(Annotated coordinate records)
(begin)
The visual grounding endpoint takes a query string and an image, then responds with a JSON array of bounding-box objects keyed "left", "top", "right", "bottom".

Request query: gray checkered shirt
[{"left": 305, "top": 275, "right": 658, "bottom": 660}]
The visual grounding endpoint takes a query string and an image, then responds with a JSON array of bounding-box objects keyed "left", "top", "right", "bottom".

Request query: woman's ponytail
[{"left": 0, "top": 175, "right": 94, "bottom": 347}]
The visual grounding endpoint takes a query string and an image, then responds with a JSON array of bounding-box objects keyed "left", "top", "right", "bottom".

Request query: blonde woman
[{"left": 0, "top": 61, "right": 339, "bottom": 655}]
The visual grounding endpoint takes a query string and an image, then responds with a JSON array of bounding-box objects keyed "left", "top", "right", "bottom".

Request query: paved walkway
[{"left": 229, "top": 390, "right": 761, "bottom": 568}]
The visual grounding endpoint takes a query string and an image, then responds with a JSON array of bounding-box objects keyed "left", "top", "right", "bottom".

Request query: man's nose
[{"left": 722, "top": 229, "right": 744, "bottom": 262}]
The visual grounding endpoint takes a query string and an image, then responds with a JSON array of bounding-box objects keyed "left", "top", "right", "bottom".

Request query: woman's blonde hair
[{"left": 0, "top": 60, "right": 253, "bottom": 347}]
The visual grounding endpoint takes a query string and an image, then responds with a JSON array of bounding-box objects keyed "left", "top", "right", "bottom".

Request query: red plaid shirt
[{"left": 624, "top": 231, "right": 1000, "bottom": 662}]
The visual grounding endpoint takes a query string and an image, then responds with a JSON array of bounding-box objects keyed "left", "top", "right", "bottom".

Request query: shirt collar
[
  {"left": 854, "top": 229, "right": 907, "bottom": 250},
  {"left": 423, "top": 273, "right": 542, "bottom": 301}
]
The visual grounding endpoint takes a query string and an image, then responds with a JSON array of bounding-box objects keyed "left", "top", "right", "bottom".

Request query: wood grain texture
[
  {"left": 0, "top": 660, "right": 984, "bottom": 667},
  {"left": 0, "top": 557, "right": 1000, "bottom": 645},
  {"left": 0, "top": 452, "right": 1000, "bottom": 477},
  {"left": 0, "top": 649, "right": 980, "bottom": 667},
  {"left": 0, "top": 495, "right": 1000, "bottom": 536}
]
(end)
> DESCRIPTION OF THE TASK
Can you print all of the lines above again, unchanged and in the same order?

> RESULT OF THE TASK
The visual grounding endpoint takes a query string and an image, then responds with a JSON array of bounding-box objects keyed "left", "top", "right", "bottom".

Request query: gray checkered shirt
[{"left": 305, "top": 275, "right": 658, "bottom": 660}]
The visual grounding endpoint takes a query string and an image, then responds with a JSON array of bounding-box objects keyed "left", "top", "right", "bottom".

Request query: woman's ponytail
[{"left": 0, "top": 175, "right": 94, "bottom": 347}]
The visual grounding endpoint takes a query string and an image, then responds with a JSON array of bounding-box objects keyed "left", "top", "right", "bottom".

Request query: blonde woman
[{"left": 0, "top": 61, "right": 339, "bottom": 655}]
The visual grounding endpoint takes a query string and an image, then responds with a JSON array of bounding-box objects keyed "left", "top", "right", "bottom".

Request query: paved walkway
[{"left": 229, "top": 390, "right": 761, "bottom": 568}]
The visual grounding endpoint takes a query string and an image, then responds with a JSON array of bounding-box objects keyed "left", "top", "right", "bottom".

Request query: man's nose
[{"left": 722, "top": 229, "right": 744, "bottom": 262}]
The visual grounding endpoint takes a query string and an image, then responds with a JSON array of bounding-box objects keyed "left", "top", "right", "bottom".

Request query: woman's blonde hair
[{"left": 0, "top": 60, "right": 253, "bottom": 347}]
The visual grounding endpoint takes a query string and an image, then responds with a JSON array of bounding-box objects keyed "left", "top", "right", "bottom".

Request query: red plaid shirt
[{"left": 624, "top": 231, "right": 1000, "bottom": 662}]
The visual grounding endpoint takes a query string and an image, then responds with a JSON array of bounding-box objects keyed "left", "top", "right", "bottom".

Request query: shirt collar
[
  {"left": 854, "top": 229, "right": 907, "bottom": 250},
  {"left": 423, "top": 273, "right": 542, "bottom": 301}
]
The visual grounding endpoint takes a query string and an image, then responds with a JSON array of bounding-box objects keyed "left", "top", "right", "bottom".

Request query: wood grain texture
[
  {"left": 0, "top": 660, "right": 984, "bottom": 667},
  {"left": 0, "top": 557, "right": 1000, "bottom": 645},
  {"left": 0, "top": 452, "right": 1000, "bottom": 477},
  {"left": 0, "top": 649, "right": 980, "bottom": 667},
  {"left": 0, "top": 495, "right": 1000, "bottom": 536}
]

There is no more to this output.